> Given text
+===+

Four Hundred Dollar Consultation Fees Mean Class Warfare in the Cannabis Movement
“It was alleged that the only way I could make my fortune was to become an advocate and, still worse, an ecclesiastical advocate, because I was considered to be gifted in speaking. If the question had been given due consideration I should have been allowed to do as I wished and become a physician, in which profession quackery is even more effective than it is in legal practice. I practiced neither profession; and it could not be otherwise. Perhaps this is why I have never wished either to employ advocates when I happened to have legal claims to present in court or to call in physicians when I was ill. Legal squabbling ruins more families than it supports; and those who die killed by physicians are far more numerous than those who are cured. It follows that mankind would be far less wretched without these two breeds.”
– Giacomo Casanova, History of my Life
“Well, have they cure you?” his companion answered, “No, they haven’t.”
“Ha! You must have wasted a lot of money over it, and we believe them over here”.
– Fyodor Dostoyevsky, The Idiot
My friends who are not currently in jail have been keeping me up-to-date on the current debates within the cannabis movement. Apparently, the debate at the moment is whether it is fair for a doctor to charge $400 for a consultation fee to each cannabis smoker seeking a recommendation to use cannabis, rather than charge taxpayers $140 and risk raising the ire of the establishment in the process.
I, as a socialist, think the idea of having to pay even 5 cents for a measure of human autonomy that should be everyone’s birthright is too much money. But, given that the only two choices being debated are $400 to the individual or $140 to the taxpayer, I’d have to go with the $140 option.

+===+

> Raw data
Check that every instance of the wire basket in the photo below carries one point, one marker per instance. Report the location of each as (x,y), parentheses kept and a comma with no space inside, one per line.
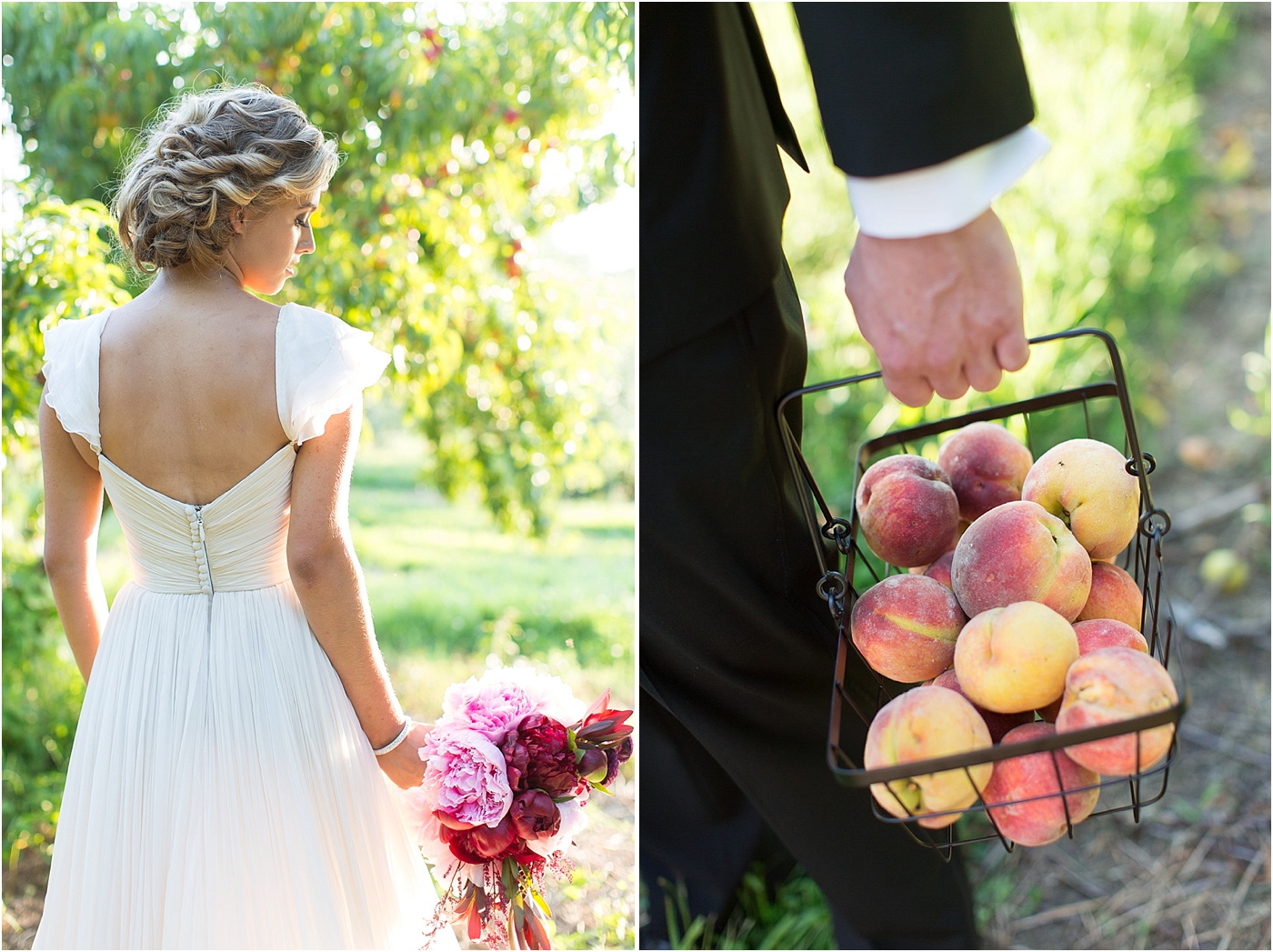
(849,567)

+===+

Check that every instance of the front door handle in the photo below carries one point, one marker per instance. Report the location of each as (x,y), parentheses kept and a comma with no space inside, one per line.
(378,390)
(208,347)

+===+

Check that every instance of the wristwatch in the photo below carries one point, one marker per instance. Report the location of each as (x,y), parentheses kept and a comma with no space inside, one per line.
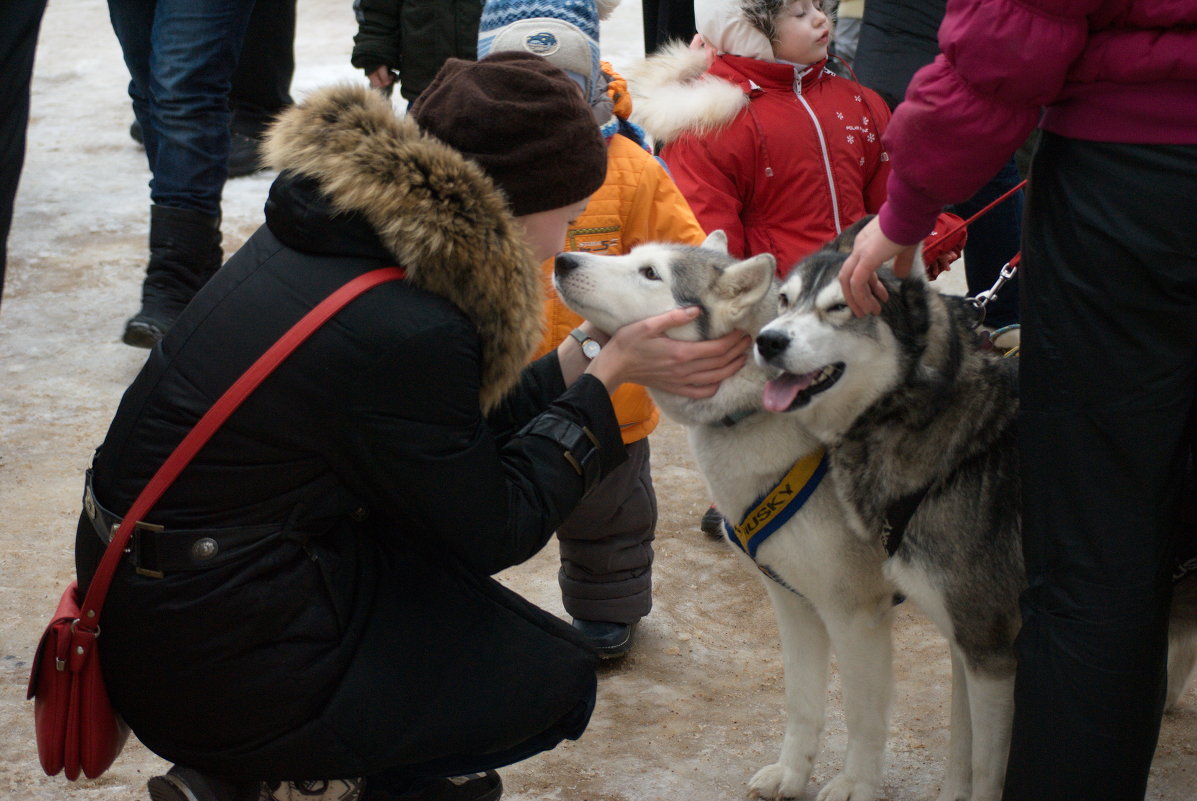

+===+

> What the task requires
Condense the paragraph of the cannabis consultation-fee article that begins "My friends who are not currently in jail" into two short sentences, keeping its main facts.

> The answer
Friends who are not in jail keep the writer informed about debates in the cannabis movement. The current debate is whether a doctor should charge each cannabis smoker seeking a recommendation a $400 consultation fee, or charge taxpayers $140 and risk angering the establishment.